Using the information –
A. Extract the wording of the CGenFF passage exactly, starting at "More recently a" and ending at "in drug design?".
B. According to the CGenFF passage, why was the atom language correlated with IUPAC through a series of key value dictionaries?

Supplied text –

A central component of any successful force field is the small molecules used to define the initial atom type engine. The CHARMM General Force Field (CGenFF) was created based on a selection criteria that consists of a wide range heterocycles and simple functional groups.

More recently a study, Rings in Drugs, was published and highlighted that each year 28% of new therapeutics contain a new novel ring system (2). So this percentage could be significantly higher if we included non-ring functional groups. This presents a problem: in a nearly infinite chemical space how do we select the most important functional groups to conduct time-consuming force field parameterization that maximizes our representation of molecules most likely to be considered in drug design?

CGenFF is unique in its ability to quantify the quality of the assigned charges and bonded parameters of a compound based on compounds in the FF and it’s decision tree. This penalty score allows for the distribution of well vs. poorly predicted compounds to be determined. Using the penalty values clusters in the charge probability distribution were identified and denoted “No”, “Low”, “Mid”, “High”. To visualize this classification scheme, we applied the sunburst to a variety of existing chemical databases that was of interest to us

To visualize what atoms and associated atom types had the highest penalties, thereby requiring parameter optimization,we correlated the atom language using a series of key value dictionaries to something readable by medicinal chemists, IUPAC.

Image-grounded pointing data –
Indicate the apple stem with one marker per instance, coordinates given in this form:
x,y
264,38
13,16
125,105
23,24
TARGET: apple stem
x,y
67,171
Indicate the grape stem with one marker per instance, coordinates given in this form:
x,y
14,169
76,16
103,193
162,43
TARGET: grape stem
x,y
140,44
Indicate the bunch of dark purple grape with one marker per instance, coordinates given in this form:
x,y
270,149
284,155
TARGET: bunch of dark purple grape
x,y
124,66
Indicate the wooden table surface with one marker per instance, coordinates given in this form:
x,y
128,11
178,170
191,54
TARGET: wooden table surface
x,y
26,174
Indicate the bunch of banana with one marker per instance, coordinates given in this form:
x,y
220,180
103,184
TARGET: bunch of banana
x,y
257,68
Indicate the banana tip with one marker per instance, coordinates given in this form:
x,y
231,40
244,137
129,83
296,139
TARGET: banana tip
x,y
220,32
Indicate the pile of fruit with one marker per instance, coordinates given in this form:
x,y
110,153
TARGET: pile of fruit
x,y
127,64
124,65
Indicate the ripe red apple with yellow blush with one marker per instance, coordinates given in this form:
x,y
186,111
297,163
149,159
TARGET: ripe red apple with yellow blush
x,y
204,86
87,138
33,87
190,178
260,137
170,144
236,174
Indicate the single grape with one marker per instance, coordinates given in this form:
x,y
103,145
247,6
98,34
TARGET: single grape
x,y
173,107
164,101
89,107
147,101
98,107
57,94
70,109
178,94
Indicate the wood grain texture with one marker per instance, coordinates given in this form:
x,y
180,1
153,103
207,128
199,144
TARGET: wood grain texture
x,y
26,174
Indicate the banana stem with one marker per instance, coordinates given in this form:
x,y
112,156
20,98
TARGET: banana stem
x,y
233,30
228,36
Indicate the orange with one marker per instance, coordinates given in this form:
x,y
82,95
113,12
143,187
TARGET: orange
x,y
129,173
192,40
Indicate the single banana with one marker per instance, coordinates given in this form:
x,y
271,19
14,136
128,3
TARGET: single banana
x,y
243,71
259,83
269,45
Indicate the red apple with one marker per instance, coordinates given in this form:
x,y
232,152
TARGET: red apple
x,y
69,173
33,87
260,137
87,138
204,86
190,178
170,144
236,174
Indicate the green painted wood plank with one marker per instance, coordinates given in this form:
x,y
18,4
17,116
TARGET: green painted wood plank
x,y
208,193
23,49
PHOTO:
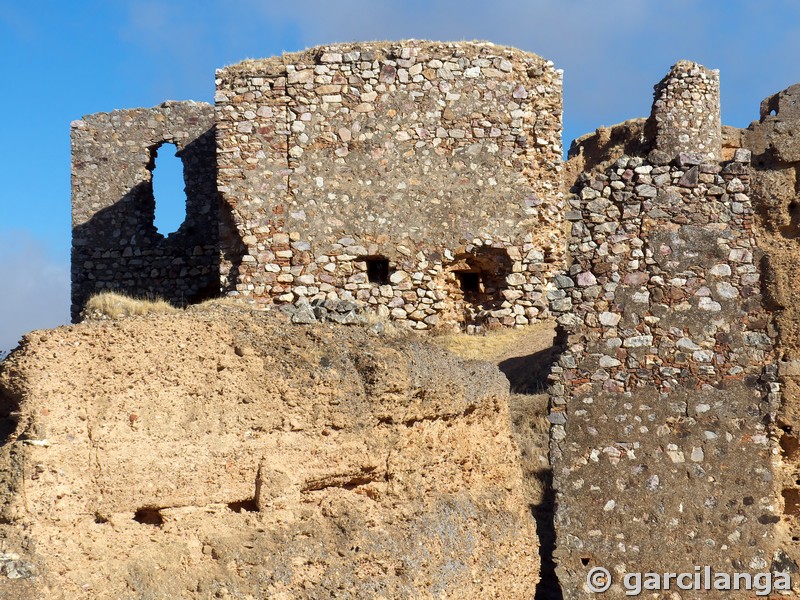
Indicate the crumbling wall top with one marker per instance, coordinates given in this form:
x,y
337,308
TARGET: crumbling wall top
x,y
686,114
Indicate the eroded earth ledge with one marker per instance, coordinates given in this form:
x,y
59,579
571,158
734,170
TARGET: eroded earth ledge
x,y
230,454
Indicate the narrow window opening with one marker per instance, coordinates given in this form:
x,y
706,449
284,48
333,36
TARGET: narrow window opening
x,y
243,506
377,269
168,188
469,282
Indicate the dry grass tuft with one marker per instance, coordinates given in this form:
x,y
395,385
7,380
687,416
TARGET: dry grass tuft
x,y
112,305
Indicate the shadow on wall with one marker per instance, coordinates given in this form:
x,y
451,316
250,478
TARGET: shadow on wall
x,y
528,374
119,248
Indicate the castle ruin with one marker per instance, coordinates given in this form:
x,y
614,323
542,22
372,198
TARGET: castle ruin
x,y
426,182
420,179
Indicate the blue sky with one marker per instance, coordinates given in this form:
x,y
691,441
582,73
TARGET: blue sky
x,y
62,60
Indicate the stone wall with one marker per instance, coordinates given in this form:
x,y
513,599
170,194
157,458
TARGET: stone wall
x,y
686,111
775,146
115,245
420,178
664,392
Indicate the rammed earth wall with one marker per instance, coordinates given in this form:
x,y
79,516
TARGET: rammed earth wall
x,y
442,160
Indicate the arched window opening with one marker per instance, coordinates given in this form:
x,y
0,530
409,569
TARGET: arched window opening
x,y
168,188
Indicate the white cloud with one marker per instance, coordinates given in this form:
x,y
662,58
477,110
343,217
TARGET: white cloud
x,y
35,288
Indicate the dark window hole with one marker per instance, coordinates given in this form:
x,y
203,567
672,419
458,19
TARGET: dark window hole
x,y
469,281
168,188
148,516
243,506
377,269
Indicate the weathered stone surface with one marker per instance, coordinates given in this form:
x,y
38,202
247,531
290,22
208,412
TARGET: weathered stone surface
x,y
229,453
666,386
434,139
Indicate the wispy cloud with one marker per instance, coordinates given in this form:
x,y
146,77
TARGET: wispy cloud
x,y
36,288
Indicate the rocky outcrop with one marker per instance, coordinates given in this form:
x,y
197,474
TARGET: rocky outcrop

Answers for each item –
A.
More recently a study, Rings in Drugs, was published and highlighted that each year 28% of new therapeutics contain a new novel ring system (2). So this percentage could be significantly higher if we included non-ring functional groups. This presents a problem: in a nearly infinite chemical space how do we select the most important functional groups to conduct time-consuming force field parameterization that maximizes our representation of molecules most likely to be considered in drug design?

B. It was done to show which atoms and associated atom types had the highest penalties and therefore needed parameter optimization. Correlating the atom language with IUPAC put that information in a form readable by medicinal chemists.